3.3. Withholding. Employee
shall, no later than the date as of which the value of the Option or any Stock
or other amounts received under the Option first becomes includable in the gross
income of Employee for federal income tax purposes, pay to the Company, or make
arrangements satisfactory to the Committee regarding payment of any federal,
state, local and/or payroll taxes of any kind required by law to be withheld
with respect to such income. The Company and its Affiliates shall, to the extent
permitted by law, have the right to deduct any such taxes from any payment of
any kind otherwise due to the participant. Employee may elect, with the consent
of the Committee, to have such tax withholding obligation satisfied, in whole or
in part, by (a) authorizing the Company to withhold from shares of Stock to
be issued pursuant to the Option a number of shares with an aggregate Fair
Market Value (as of the date the withholding is effected) that would satisfy the
minimum withholding amount due with respect to such Award or (b) delivering
to the Company a number of mature shares of Stock with an aggregate Fair Market
Value (as of the date the withholding is effected) that would satisfy the
minimum withholding amount due.
4. Change of Control.
Upon the occurrence of a Change of Control as defined in Section 13 of the
Plan:
3
4.1. Subject to the provisions
of Section 4.3 below, after the effective date of such Change of Control,
Employee shall be entitled, upon exercise of the Option, to receive, in lieu of
shares of Stock (or consideration based upon the Fair Market Value of Stock),
shares of such stock or other securities, cash or property (or consideration
based upon shares of such stock or other securities, cash or property) as the
holders of shares of Stock received in connection with the Change of
Control.

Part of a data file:
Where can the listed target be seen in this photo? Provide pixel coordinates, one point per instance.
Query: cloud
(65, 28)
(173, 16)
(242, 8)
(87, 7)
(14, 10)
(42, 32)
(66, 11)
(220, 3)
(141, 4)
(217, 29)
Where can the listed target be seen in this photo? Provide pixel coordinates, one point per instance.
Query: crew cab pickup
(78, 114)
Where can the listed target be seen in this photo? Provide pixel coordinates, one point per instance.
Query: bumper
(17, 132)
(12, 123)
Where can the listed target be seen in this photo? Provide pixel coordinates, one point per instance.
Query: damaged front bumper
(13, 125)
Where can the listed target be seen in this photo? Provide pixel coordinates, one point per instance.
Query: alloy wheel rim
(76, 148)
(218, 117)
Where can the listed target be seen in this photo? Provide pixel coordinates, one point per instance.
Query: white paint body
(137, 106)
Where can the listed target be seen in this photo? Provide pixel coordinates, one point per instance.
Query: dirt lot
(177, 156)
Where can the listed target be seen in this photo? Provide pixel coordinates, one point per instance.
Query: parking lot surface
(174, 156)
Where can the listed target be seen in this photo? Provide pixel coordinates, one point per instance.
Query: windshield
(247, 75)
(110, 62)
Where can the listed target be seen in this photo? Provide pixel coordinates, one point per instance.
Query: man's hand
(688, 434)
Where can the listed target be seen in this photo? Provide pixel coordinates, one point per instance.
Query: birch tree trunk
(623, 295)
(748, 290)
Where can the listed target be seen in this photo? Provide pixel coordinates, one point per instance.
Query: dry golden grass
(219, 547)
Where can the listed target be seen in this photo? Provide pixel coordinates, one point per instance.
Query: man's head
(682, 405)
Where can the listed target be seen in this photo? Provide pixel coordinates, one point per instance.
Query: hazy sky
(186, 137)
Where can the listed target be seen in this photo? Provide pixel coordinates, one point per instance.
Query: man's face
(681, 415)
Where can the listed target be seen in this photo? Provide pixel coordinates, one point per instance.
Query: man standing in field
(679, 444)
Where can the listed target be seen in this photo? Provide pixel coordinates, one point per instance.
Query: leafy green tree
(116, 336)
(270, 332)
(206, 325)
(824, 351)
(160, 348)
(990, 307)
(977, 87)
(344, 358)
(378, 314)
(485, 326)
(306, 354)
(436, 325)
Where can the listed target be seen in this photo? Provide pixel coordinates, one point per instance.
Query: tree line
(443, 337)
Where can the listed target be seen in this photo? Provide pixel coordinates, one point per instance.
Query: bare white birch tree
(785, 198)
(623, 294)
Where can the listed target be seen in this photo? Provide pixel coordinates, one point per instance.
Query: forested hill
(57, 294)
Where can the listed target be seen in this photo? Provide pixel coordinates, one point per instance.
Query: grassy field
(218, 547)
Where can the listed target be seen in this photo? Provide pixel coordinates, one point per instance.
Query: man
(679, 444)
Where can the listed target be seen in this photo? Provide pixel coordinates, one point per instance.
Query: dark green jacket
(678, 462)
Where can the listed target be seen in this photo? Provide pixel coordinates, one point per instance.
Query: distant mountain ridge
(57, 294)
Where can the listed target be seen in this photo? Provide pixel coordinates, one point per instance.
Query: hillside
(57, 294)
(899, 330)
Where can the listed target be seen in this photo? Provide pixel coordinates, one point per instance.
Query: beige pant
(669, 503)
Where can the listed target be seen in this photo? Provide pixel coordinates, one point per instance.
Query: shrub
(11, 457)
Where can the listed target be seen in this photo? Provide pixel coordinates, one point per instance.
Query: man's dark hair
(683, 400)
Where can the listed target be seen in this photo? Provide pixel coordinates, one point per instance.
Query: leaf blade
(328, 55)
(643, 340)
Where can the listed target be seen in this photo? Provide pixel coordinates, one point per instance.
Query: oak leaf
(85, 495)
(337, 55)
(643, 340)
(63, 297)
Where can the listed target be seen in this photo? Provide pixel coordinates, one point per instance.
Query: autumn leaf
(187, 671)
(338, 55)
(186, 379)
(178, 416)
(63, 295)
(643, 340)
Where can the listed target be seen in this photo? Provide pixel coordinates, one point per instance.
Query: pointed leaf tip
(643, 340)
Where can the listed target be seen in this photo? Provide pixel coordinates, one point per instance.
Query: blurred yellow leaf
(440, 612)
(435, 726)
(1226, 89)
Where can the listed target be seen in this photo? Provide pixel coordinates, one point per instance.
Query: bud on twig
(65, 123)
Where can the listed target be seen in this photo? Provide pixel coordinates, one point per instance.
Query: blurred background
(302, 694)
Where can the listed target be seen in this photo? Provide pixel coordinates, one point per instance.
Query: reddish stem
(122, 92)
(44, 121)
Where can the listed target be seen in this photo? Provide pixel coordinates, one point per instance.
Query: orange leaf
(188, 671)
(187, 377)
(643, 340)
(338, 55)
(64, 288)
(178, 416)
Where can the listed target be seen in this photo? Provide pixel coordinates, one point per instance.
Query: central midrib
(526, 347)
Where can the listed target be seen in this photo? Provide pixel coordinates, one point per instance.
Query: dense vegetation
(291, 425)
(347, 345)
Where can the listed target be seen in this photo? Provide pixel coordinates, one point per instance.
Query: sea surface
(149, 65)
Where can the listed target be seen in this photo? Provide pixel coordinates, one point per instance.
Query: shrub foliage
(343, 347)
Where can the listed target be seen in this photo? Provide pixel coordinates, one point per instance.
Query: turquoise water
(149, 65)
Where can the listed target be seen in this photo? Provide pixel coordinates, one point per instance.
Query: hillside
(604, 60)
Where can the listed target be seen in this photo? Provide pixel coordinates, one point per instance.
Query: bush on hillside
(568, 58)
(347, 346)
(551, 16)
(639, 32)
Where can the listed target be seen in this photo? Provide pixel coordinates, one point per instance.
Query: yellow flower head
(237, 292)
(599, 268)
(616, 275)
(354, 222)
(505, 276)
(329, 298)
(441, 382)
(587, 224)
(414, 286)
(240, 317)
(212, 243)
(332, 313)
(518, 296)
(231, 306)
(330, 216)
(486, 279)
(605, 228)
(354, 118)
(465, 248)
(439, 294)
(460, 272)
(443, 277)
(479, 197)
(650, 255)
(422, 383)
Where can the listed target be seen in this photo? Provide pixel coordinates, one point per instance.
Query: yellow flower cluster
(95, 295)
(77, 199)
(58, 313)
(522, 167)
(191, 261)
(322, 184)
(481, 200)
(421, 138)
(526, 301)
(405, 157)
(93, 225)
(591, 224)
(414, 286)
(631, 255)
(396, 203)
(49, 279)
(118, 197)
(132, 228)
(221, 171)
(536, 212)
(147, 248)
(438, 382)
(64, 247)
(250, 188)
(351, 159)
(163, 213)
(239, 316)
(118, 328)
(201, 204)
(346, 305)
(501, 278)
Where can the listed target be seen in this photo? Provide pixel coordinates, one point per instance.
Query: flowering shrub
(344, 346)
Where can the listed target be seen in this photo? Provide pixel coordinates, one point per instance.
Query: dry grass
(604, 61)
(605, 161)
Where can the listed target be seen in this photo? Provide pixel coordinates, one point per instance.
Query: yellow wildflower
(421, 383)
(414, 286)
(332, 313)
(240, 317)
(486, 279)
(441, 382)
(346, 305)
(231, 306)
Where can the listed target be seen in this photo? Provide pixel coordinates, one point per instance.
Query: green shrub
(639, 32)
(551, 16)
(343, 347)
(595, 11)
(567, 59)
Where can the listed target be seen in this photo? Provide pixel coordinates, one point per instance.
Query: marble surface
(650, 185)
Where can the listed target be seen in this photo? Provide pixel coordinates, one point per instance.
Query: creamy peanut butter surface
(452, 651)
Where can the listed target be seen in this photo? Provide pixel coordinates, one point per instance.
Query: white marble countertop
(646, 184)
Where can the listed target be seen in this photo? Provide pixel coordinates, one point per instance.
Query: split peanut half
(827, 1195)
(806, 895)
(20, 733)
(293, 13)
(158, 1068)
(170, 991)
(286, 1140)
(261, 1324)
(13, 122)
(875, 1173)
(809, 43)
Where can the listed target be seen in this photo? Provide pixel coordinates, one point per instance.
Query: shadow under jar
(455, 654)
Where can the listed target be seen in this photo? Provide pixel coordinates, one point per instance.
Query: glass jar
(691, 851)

Stated problem:
Summarize the text on tax withholding and change of control in three sentences.

In response:
By the date the value of the Option or anything received under it first becomes includable in Employee's gross income for federal income tax purposes, Employee must pay the Company any taxes required by law to be withheld on that income, or make arrangements for that payment that satisfy the Committee, and the Company and its Affiliates may deduct such taxes from any payment due to the participant to the extent permitted by law. With the Committee's consent, Employee may satisfy the withholding obligation by having the Company withhold shares of Stock to be issued under the Option, or by delivering mature shares of Stock, with an aggregate Fair Market Value that would satisfy the minimum withholding amount due. Subject to Section 4.3, after the effective date of a Change of Control, Employee is entitled on exercising the Option to receive, in lieu of shares of Stock, the stock or other securities, cash or property that holders of shares of Stock received in connection with the Change of Control.